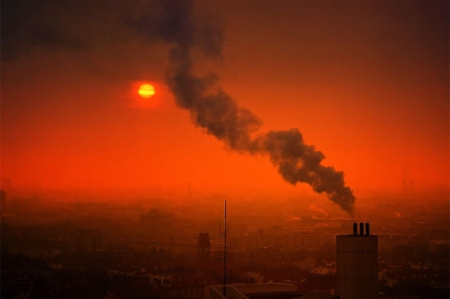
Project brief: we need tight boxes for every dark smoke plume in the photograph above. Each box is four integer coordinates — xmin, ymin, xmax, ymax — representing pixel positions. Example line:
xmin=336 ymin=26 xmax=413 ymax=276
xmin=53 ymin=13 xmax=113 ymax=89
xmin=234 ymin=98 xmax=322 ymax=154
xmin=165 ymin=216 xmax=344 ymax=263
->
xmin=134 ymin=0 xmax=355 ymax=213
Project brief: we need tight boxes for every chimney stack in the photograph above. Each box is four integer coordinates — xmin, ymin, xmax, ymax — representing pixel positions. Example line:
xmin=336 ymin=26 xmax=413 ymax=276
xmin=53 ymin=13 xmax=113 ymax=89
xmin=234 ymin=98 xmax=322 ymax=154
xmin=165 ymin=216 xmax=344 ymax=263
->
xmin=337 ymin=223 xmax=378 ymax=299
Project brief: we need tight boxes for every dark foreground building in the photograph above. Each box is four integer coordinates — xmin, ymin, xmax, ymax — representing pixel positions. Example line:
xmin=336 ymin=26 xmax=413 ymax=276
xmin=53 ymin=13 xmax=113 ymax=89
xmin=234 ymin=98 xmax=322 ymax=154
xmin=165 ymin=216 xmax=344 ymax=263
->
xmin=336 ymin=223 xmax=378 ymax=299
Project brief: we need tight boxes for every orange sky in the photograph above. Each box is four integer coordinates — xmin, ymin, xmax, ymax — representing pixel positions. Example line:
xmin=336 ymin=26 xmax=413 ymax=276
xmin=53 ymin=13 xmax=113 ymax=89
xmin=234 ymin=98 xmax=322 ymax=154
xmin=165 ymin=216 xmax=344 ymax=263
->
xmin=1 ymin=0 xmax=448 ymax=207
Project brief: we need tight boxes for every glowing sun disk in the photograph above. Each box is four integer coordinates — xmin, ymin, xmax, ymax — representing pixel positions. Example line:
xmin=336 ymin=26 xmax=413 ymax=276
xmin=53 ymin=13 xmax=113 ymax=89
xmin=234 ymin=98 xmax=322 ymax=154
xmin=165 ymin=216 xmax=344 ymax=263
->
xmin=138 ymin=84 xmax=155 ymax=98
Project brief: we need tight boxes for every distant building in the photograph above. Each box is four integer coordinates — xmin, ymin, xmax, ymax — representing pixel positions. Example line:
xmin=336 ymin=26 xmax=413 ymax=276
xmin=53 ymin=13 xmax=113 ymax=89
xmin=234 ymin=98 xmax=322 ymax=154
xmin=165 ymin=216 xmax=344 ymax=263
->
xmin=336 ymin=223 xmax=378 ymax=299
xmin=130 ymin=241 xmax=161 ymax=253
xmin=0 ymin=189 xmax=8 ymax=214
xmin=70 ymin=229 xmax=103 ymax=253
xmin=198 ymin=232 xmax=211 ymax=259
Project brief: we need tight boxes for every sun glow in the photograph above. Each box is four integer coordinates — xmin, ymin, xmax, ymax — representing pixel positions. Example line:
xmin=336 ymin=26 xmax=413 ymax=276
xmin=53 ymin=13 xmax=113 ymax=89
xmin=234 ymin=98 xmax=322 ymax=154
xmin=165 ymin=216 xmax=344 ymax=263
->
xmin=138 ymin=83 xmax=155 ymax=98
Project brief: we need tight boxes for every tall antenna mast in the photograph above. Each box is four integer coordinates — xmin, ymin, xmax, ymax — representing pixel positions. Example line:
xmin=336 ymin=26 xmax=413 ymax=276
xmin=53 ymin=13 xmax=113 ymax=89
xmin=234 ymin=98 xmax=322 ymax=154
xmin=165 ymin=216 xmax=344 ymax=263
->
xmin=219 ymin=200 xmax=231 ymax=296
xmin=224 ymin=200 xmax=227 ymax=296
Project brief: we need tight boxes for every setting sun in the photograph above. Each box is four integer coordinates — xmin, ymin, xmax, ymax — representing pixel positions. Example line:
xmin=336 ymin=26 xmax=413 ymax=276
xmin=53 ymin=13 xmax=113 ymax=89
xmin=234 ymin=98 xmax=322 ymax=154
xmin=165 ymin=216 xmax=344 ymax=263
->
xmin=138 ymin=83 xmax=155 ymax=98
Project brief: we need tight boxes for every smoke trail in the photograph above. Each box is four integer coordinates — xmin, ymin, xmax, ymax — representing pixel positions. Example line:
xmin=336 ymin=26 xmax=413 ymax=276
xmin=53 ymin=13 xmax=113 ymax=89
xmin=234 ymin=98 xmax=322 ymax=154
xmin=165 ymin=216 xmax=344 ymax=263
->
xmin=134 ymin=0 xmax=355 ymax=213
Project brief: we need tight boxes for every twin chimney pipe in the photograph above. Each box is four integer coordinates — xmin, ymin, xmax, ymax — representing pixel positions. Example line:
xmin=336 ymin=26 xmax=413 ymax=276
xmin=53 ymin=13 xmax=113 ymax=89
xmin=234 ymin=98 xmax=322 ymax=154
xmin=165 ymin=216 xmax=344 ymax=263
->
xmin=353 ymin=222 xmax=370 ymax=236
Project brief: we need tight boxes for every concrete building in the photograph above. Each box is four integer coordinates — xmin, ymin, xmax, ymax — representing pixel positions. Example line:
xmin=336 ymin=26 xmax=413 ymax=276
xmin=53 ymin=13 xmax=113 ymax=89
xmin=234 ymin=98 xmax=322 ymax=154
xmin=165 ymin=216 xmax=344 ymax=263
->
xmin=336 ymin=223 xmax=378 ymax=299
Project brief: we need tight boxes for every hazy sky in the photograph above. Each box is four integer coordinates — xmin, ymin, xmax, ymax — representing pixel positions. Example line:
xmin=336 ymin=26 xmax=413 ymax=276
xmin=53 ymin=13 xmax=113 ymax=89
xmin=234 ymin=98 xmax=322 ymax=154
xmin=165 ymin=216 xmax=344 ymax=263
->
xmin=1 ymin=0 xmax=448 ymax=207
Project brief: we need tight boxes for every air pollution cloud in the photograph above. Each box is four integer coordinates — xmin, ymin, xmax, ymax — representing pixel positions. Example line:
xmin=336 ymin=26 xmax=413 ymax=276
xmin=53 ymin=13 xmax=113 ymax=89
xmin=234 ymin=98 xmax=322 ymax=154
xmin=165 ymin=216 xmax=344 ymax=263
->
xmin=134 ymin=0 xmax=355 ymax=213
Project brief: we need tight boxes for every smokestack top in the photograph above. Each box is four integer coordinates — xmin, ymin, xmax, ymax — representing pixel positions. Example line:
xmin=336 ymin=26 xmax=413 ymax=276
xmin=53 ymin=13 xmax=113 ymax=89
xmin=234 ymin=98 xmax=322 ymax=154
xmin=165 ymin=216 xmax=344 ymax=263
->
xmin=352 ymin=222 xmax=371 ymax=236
-*-*-
● **What the exercise asks**:
If a record holds a picture, leave the picture out and copy the rest exactly.

● **Output below**:
Project brief: we need tight boxes for every dark smoke plume in the photograph above. Each box is four integer coordinates — xmin, ymin, xmax, ymax — representing pixel positions. Example line:
xmin=336 ymin=26 xmax=413 ymax=276
xmin=53 ymin=13 xmax=113 ymax=89
xmin=234 ymin=98 xmax=322 ymax=154
xmin=165 ymin=216 xmax=344 ymax=263
->
xmin=134 ymin=0 xmax=355 ymax=213
Project brief: we need tight boxes for every chimney stack in the photograph above. Each box is four integer coordinates — xmin, ymin, xmax, ymax — representing pixel positions. Example line:
xmin=336 ymin=26 xmax=413 ymax=276
xmin=53 ymin=13 xmax=113 ymax=89
xmin=234 ymin=98 xmax=322 ymax=154
xmin=165 ymin=216 xmax=344 ymax=263
->
xmin=337 ymin=223 xmax=378 ymax=299
Project brief: we need tight boxes for every dark foreground building in the photograph above. Each box is four integer coordinates — xmin, ymin, xmax, ymax — representing pixel positions. Example line:
xmin=336 ymin=26 xmax=413 ymax=276
xmin=53 ymin=13 xmax=113 ymax=89
xmin=234 ymin=98 xmax=322 ymax=154
xmin=165 ymin=216 xmax=344 ymax=263
->
xmin=336 ymin=223 xmax=378 ymax=299
Project brief: we need tight boxes for every orange sky in the photograph above. Each box is four integer coordinates — xmin, ymin, xmax, ymax — representing pixel positions. Example line:
xmin=336 ymin=26 xmax=413 ymax=276
xmin=53 ymin=13 xmax=113 ymax=89
xmin=234 ymin=98 xmax=322 ymax=154
xmin=165 ymin=216 xmax=344 ymax=263
->
xmin=1 ymin=0 xmax=448 ymax=207
Project brief: we need tight boxes for every glowing sun disk in the photograph above. Each box is four integer coordinates — xmin, ymin, xmax, ymax — representing pixel positions. Example line:
xmin=336 ymin=26 xmax=413 ymax=276
xmin=53 ymin=13 xmax=113 ymax=89
xmin=234 ymin=98 xmax=322 ymax=154
xmin=165 ymin=216 xmax=344 ymax=263
->
xmin=138 ymin=84 xmax=155 ymax=98
Project brief: we need tight boxes for every distant building in the photograph above. Each box is four integer coordinates — xmin, ymin, xmax, ymax — representing pixel positions. Example line:
xmin=336 ymin=26 xmax=413 ymax=276
xmin=53 ymin=13 xmax=113 ymax=89
xmin=234 ymin=98 xmax=322 ymax=154
xmin=165 ymin=216 xmax=344 ymax=263
->
xmin=336 ymin=223 xmax=378 ymax=299
xmin=130 ymin=241 xmax=161 ymax=253
xmin=0 ymin=189 xmax=8 ymax=214
xmin=70 ymin=229 xmax=103 ymax=253
xmin=198 ymin=232 xmax=211 ymax=259
Project brief: we need tight boxes for every sun glow in the photograph above. Each box is four integer coordinates — xmin, ymin, xmax, ymax — representing pixel positions. Example line:
xmin=336 ymin=26 xmax=413 ymax=276
xmin=53 ymin=13 xmax=113 ymax=89
xmin=234 ymin=98 xmax=322 ymax=154
xmin=165 ymin=216 xmax=344 ymax=263
->
xmin=138 ymin=83 xmax=155 ymax=98
Project brief: we need tight boxes for every tall antenna mast in the photograph above. Each box is four integer coordinates — xmin, ymin, xmax, ymax — representing pixel positions. Example line:
xmin=336 ymin=26 xmax=413 ymax=276
xmin=53 ymin=13 xmax=113 ymax=89
xmin=234 ymin=98 xmax=322 ymax=154
xmin=165 ymin=216 xmax=344 ymax=263
->
xmin=219 ymin=200 xmax=231 ymax=296
xmin=224 ymin=200 xmax=227 ymax=296
Project brief: we need tight boxes for every setting sun in the photograph above. Each box is four integer coordinates — xmin, ymin, xmax, ymax — representing pixel positions. Example line:
xmin=336 ymin=26 xmax=413 ymax=276
xmin=53 ymin=13 xmax=113 ymax=89
xmin=234 ymin=98 xmax=322 ymax=154
xmin=165 ymin=216 xmax=344 ymax=263
->
xmin=138 ymin=83 xmax=155 ymax=98
Project brief: we need tight boxes for every smoke trail in the photograph above. Each box is four integer coordinates — xmin, ymin, xmax, ymax — representing pixel positions. Example line:
xmin=336 ymin=26 xmax=413 ymax=276
xmin=53 ymin=13 xmax=113 ymax=89
xmin=234 ymin=98 xmax=322 ymax=154
xmin=165 ymin=216 xmax=344 ymax=263
->
xmin=134 ymin=0 xmax=355 ymax=213
Project brief: we need tight boxes for every twin chimney pipe in the photograph above. Each box is four integer coordinates — xmin, ymin, xmax, ymax — representing pixel positions. Example line:
xmin=336 ymin=26 xmax=413 ymax=276
xmin=53 ymin=13 xmax=113 ymax=89
xmin=234 ymin=98 xmax=322 ymax=154
xmin=165 ymin=216 xmax=344 ymax=263
->
xmin=353 ymin=222 xmax=370 ymax=236
Project brief: we need tight boxes for every concrete building in the photograph above. Each box is four integer coordinates — xmin, ymin, xmax, ymax — representing pixel positions. Example line:
xmin=336 ymin=26 xmax=413 ymax=276
xmin=53 ymin=13 xmax=113 ymax=89
xmin=234 ymin=98 xmax=322 ymax=154
xmin=165 ymin=216 xmax=344 ymax=263
->
xmin=336 ymin=223 xmax=378 ymax=299
Project brief: we need tight boxes for every hazy sky in the photograph above. Each box is four integer coordinates — xmin, ymin, xmax, ymax — representing pixel positions. Example line:
xmin=336 ymin=26 xmax=413 ymax=276
xmin=53 ymin=13 xmax=113 ymax=89
xmin=234 ymin=98 xmax=322 ymax=154
xmin=165 ymin=216 xmax=344 ymax=263
->
xmin=1 ymin=0 xmax=448 ymax=207
Project brief: we need tight boxes for every air pollution cloud in the photograph above. Each box is four integer coordinates — xmin, ymin, xmax, ymax — representing pixel positions. Example line:
xmin=336 ymin=26 xmax=413 ymax=276
xmin=53 ymin=13 xmax=113 ymax=89
xmin=234 ymin=98 xmax=322 ymax=154
xmin=165 ymin=216 xmax=344 ymax=263
->
xmin=134 ymin=0 xmax=355 ymax=213
Project brief: we need tight boxes for every smokestack top in the photograph above. Each box is four integer coordinates — xmin, ymin, xmax, ymax — representing pixel positions. Example line:
xmin=336 ymin=26 xmax=413 ymax=276
xmin=53 ymin=13 xmax=113 ymax=89
xmin=234 ymin=98 xmax=322 ymax=154
xmin=165 ymin=216 xmax=344 ymax=263
->
xmin=352 ymin=222 xmax=371 ymax=236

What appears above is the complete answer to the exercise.